+++ DOCUMENT SECTION

You might not have heard of F8, but the bespectacled architects behind some of your favorite ad platforms, plugins, and neat toys sure have. It’s Facebook’s annual developer conference where, for two days, people far smarter than me listen to other people far smarter than me talk about all the neat new things Facebook is working on.
While the mainstream media has quickly latched onto Facebook’s Match-killer (the online dating juggernaut’s stock tanked yesterday when Zuck and co.’s relationship-centric app was announced) and improved functionality aimed at removing instances of bullying / subversion of the democratic system, there were a handful of exciting announcement that could very well impact the way you market your business.
Let’s dive right in.
Track Performance (Even on the Go) with Facebook Analytics
“People-first analytics for an omni-channel world.”
Gosh that sounds neat.
Facebook Analytics (check out the microsite: even if you don’t feel like reading through it right now, it sure is cool to look at) is a new tool from Facebook designed to help companies gain an understanding of how people interact with their business assets (website, Facebook page, app) for the purposes of, you know, optimization. While some of the features highlighted aren’t new but, rather, repackaged under the Analytics umbrella, they are incredibly useful for paid and organic social ads.
A caveat: because it’s 2018 and there was that whole Cambridge Analytica thing, this data is aggregate-only.
Per Facebook, “Analytics features are carefully built to protect people’s privacy. We don’t share individually identifiable information such as email addresses or phone numbers… All of the metrics you see in Facebook Analytics are based on aggregated, anonymous data.”
This is no different than the Google Analytics data you’re probably already working with, only here, you’ve got the benefit of 2 billion people wading around in a pool rife with demographic and psychographic badassery.
The new features from Facebook Analytics highlighted at F8 were…
- A new mobile app. Review key metrics on the go from your overview tab and custom dashboards.
- Auto-detected funnels. Use machine learning to find recurring paths people take within your site, app, or Facebook properties before becoming a customer, helping you break bottlenecks and double down on the most-effective segments of your customer journey.

++++++
+++ RECORDED DATA

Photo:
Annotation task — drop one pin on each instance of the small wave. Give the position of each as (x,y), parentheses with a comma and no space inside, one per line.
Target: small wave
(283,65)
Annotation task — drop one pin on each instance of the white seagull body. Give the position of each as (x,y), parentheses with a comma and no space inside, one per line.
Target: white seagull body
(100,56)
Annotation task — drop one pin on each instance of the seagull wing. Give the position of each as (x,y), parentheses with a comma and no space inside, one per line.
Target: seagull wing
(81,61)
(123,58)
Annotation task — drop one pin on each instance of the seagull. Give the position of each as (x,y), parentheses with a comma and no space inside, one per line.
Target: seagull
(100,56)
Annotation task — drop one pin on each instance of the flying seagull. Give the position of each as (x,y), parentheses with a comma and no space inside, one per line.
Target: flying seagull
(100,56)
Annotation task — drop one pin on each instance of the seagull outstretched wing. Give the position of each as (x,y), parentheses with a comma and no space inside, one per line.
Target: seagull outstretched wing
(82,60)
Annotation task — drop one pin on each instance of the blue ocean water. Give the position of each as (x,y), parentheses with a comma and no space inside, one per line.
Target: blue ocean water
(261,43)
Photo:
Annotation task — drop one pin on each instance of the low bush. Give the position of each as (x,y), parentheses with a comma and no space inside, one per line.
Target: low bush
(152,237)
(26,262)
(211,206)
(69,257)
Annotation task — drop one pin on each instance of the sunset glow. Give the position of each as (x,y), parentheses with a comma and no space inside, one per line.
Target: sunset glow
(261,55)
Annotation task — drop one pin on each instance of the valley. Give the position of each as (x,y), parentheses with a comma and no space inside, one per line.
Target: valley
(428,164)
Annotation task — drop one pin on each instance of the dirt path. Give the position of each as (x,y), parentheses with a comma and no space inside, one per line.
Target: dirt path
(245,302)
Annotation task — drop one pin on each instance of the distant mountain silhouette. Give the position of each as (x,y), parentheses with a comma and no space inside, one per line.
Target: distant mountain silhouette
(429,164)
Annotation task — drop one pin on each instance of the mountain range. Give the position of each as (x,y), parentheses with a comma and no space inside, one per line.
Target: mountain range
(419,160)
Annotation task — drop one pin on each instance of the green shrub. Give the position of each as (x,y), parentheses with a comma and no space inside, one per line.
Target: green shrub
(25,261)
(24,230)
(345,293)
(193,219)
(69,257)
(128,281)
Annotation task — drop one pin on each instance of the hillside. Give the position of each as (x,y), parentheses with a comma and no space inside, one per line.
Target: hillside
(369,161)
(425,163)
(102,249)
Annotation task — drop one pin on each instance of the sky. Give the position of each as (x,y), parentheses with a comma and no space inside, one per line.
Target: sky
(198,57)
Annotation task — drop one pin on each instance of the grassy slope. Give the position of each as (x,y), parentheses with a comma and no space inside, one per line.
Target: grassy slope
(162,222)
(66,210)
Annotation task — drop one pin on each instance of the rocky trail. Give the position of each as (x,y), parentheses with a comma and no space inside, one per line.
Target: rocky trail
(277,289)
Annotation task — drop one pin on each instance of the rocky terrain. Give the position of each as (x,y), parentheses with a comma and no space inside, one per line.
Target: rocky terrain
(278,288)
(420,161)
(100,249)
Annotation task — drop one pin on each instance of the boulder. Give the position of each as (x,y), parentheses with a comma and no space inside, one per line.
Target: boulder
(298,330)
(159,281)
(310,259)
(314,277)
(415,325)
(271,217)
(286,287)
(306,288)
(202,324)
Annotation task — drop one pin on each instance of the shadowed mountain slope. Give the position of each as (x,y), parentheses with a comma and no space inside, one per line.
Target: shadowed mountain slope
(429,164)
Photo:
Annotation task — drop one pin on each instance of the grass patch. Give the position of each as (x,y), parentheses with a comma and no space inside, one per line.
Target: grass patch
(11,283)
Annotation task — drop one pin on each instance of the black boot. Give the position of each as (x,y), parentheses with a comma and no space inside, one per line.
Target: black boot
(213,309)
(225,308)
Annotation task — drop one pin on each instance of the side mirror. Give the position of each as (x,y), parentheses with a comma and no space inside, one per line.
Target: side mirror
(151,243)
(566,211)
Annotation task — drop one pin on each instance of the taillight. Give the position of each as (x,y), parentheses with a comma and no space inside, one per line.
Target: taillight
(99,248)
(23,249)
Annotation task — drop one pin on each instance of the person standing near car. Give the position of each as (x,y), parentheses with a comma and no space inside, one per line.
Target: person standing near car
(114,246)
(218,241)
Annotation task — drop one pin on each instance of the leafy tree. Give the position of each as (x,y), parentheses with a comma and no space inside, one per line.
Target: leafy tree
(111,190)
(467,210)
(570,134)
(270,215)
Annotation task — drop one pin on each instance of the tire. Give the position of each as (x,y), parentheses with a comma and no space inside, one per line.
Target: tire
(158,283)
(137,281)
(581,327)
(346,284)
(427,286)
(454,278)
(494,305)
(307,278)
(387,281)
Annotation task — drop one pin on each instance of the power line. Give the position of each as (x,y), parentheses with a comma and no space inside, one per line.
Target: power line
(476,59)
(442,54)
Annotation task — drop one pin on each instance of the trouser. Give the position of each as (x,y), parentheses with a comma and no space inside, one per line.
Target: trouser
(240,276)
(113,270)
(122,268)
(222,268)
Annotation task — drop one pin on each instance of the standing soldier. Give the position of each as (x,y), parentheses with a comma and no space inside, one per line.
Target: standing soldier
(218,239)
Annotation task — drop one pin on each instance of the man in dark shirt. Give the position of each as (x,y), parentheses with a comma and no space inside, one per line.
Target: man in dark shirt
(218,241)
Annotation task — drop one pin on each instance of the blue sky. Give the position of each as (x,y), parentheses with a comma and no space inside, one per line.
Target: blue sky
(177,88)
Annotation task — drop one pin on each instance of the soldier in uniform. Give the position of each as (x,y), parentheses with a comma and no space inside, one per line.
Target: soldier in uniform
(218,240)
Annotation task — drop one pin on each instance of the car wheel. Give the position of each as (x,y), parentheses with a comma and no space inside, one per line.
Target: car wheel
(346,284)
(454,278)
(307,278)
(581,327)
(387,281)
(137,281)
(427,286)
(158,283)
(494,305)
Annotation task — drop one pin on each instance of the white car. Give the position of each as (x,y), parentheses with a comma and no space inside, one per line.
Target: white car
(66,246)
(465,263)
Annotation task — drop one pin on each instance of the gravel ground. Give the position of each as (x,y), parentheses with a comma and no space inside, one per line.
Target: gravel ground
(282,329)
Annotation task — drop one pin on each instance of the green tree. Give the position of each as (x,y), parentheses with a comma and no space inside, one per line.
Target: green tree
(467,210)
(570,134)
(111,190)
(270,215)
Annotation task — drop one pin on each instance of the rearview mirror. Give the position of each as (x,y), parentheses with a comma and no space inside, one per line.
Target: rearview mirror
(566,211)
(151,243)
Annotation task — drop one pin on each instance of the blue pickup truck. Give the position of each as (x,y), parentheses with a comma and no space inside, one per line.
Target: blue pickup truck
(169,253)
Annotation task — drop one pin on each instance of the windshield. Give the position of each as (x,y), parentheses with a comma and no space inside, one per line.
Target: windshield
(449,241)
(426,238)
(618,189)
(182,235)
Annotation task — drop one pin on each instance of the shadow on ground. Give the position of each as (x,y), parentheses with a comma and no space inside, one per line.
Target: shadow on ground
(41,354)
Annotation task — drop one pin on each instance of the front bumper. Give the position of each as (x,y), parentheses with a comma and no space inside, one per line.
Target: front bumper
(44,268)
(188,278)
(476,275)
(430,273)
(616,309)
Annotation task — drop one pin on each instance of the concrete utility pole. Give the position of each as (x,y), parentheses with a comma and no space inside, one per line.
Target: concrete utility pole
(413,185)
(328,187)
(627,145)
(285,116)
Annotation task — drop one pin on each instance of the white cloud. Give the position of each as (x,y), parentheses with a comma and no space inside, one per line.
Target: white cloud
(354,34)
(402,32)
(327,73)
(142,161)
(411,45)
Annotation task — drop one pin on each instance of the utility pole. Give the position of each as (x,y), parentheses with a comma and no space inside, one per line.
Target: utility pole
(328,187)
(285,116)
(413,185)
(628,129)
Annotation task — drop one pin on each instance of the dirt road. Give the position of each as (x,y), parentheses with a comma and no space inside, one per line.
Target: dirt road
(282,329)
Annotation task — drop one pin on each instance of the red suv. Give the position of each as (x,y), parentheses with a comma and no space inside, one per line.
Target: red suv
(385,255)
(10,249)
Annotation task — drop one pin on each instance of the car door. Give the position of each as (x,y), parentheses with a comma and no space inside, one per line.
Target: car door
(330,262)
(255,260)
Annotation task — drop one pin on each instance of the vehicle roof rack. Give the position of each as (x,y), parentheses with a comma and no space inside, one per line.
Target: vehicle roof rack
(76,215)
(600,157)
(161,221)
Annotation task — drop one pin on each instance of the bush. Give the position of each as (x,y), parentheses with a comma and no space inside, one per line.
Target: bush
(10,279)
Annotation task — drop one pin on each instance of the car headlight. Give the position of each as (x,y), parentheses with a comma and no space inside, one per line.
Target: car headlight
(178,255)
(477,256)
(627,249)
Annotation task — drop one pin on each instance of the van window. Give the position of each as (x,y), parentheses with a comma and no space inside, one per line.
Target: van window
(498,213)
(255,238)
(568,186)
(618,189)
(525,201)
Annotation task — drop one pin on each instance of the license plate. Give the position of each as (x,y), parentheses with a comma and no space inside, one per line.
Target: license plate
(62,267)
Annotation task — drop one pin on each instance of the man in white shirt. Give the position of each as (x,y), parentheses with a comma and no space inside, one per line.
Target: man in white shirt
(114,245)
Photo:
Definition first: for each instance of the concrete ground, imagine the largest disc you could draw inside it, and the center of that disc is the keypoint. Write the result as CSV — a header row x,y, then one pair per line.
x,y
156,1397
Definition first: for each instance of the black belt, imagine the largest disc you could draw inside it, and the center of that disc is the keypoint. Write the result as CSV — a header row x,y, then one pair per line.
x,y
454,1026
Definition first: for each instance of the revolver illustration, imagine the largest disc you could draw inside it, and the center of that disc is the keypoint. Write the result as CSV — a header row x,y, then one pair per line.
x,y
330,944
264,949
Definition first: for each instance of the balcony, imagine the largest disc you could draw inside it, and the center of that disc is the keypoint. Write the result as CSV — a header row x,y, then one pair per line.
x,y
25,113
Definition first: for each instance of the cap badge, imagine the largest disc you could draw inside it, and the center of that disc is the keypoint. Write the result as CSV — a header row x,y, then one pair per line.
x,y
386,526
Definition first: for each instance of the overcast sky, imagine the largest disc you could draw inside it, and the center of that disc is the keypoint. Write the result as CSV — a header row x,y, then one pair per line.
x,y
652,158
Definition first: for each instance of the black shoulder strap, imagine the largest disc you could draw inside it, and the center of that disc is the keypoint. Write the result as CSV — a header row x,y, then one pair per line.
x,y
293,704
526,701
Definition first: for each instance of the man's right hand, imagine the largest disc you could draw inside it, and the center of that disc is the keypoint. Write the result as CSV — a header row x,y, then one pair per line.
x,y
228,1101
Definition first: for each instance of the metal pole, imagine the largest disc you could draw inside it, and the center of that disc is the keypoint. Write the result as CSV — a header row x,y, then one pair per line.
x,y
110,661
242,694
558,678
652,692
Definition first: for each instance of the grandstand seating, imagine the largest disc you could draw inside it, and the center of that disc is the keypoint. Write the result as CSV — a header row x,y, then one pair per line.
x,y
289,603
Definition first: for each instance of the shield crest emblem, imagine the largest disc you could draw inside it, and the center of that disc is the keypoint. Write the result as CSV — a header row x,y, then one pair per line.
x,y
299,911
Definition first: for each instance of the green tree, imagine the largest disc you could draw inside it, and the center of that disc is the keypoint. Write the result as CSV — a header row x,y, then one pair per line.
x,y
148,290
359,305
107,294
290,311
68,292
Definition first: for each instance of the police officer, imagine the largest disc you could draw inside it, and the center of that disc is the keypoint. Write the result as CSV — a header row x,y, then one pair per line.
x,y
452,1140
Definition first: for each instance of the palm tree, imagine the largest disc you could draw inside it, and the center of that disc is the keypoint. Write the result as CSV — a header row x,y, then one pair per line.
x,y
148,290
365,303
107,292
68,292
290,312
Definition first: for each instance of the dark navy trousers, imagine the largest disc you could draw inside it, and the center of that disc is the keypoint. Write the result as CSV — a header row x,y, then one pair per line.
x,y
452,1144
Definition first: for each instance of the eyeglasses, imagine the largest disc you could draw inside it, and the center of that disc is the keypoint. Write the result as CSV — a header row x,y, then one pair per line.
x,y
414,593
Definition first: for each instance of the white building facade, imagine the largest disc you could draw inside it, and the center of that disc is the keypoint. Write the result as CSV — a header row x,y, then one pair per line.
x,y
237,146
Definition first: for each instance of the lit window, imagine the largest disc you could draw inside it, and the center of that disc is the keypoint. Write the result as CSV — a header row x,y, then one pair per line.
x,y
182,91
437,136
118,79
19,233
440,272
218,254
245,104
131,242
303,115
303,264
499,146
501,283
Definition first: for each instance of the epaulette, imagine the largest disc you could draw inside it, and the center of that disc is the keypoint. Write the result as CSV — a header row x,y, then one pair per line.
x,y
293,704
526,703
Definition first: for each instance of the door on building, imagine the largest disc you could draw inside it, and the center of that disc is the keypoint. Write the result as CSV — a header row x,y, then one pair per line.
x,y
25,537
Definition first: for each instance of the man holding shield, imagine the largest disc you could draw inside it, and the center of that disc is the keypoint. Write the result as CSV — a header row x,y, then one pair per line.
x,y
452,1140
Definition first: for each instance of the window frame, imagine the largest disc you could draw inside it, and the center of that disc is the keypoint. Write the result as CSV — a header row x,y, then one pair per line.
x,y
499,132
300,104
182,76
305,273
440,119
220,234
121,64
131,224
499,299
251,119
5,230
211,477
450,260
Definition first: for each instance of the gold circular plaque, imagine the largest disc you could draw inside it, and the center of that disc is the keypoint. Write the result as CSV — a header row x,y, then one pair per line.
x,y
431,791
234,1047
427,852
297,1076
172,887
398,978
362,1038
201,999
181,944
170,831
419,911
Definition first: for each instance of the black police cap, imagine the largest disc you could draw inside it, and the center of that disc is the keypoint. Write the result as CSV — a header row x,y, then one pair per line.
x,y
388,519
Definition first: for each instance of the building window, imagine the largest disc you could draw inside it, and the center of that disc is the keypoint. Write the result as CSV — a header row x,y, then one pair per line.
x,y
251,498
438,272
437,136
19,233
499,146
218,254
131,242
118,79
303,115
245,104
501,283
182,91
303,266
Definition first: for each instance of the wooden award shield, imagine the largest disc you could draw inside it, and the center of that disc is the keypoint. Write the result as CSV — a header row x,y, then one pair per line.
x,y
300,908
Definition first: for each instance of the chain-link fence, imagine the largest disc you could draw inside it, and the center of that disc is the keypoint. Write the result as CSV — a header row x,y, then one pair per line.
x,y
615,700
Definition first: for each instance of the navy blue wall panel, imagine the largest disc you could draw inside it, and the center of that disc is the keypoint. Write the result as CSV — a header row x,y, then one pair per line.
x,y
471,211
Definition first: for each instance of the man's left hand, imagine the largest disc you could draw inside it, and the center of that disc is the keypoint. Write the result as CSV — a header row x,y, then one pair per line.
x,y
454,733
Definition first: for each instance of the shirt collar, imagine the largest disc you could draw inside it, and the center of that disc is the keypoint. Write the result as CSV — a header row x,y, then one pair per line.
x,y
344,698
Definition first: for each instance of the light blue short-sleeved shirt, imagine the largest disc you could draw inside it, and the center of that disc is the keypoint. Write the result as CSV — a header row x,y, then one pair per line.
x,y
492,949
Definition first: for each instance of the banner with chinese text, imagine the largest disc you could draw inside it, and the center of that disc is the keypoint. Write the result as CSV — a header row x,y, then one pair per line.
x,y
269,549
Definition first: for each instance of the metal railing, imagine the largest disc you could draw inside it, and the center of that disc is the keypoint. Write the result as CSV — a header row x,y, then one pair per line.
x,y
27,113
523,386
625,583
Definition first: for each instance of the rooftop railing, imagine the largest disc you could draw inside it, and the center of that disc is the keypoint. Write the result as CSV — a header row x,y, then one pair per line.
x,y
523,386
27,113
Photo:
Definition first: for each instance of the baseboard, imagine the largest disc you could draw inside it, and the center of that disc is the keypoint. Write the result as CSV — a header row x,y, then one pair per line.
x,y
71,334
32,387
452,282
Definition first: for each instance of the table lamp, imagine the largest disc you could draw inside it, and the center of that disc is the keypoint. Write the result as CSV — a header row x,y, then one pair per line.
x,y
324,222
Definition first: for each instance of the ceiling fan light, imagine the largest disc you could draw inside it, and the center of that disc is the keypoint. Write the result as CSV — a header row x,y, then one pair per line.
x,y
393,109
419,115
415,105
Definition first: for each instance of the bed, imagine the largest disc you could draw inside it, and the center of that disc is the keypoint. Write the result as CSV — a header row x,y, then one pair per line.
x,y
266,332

++++++

TASK INSTRUCTIONS |
1. Duplicate the F8 article above, from "Gosh that sounds" down to "organic social ads.".
2. In the F8 article, which business assets does Facebook Analytics help companies understand people's interactions with?
3. According to the F8 article, what kind of information does Facebook say Analytics does not share?

RESPONSES TO THE TASKS |
1.
Gosh that sounds neat.
Facebook Analytics (check out the microsite: even if you don’t feel like reading through it right now, it sure is cool to look at) is a new tool from Facebook designed to help companies gain an understanding of how people interact with their business assets (website, Facebook page, app) for the purposes of, you know, optimization. While some of the features highlighted aren’t new but, rather, repackaged under the Analytics umbrella, they are incredibly useful for paid and organic social ads.

2.
- Website
- Facebook page
- App

3. Individually identifiable information, such as email addresses or phone numbers.